Excerpts from point annotation data

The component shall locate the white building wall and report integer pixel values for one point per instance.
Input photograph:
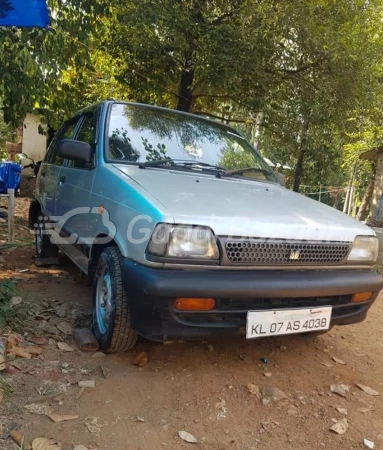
(34, 143)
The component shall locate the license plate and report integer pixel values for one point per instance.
(287, 321)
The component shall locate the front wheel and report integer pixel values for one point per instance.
(44, 246)
(111, 314)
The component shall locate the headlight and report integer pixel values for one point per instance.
(365, 249)
(183, 241)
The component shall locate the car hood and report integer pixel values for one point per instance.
(243, 208)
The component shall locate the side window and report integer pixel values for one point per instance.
(66, 132)
(86, 133)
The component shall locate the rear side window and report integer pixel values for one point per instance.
(86, 133)
(66, 132)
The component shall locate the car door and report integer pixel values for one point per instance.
(73, 195)
(49, 172)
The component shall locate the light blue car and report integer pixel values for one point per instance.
(185, 232)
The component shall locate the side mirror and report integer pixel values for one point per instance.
(75, 150)
(281, 178)
(37, 168)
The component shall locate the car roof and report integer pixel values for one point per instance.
(107, 102)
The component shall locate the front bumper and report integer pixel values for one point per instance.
(151, 293)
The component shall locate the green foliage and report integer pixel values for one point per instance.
(303, 78)
(6, 135)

Given instruction: Rewrite all of the lines above, including each request, with every point coordinate multiplied by 0.3 and rounded to a whole number, halves rounding up. Omit the picture from your answer.

Answer to this exercise:
The component shall locate the white building wall and report integer pixel values for one point per instance.
Input photograph:
(10, 43)
The component shall locate the license plate and report integer pixel values for one point per instance.
(86, 96)
The component shall locate the front wheel and report integer pixel values for one point per instance.
(13, 74)
(33, 94)
The component shall locate the headlight and report integer pixel values for one point per instance.
(110, 75)
(55, 72)
The component shall locate the car hood and report integer pixel values for one point per instance.
(73, 62)
The component shall locate the side window and report integer pixel values for one point per instance.
(20, 40)
(26, 40)
The component shall locate the rear side window and report integer pixel values for one point per instance.
(26, 40)
(20, 40)
The component shall locate the car door and report integer pixel values for one point per instance.
(22, 59)
(15, 52)
The component shall locate the light blue car and report integer pixel values for one point per instance.
(56, 70)
The component shall locate the side mirror and report integer pixel values for one point per instance.
(23, 45)
(84, 53)
(11, 50)
The component shall locate the car roof and report integer pixel values for one point per instance.
(32, 31)
The component shall locate the front bumper and report integer pixel values for one point per instance.
(45, 88)
The component shall locate the green foliage and report integer pixel values for one point per instance.
(91, 23)
(2, 41)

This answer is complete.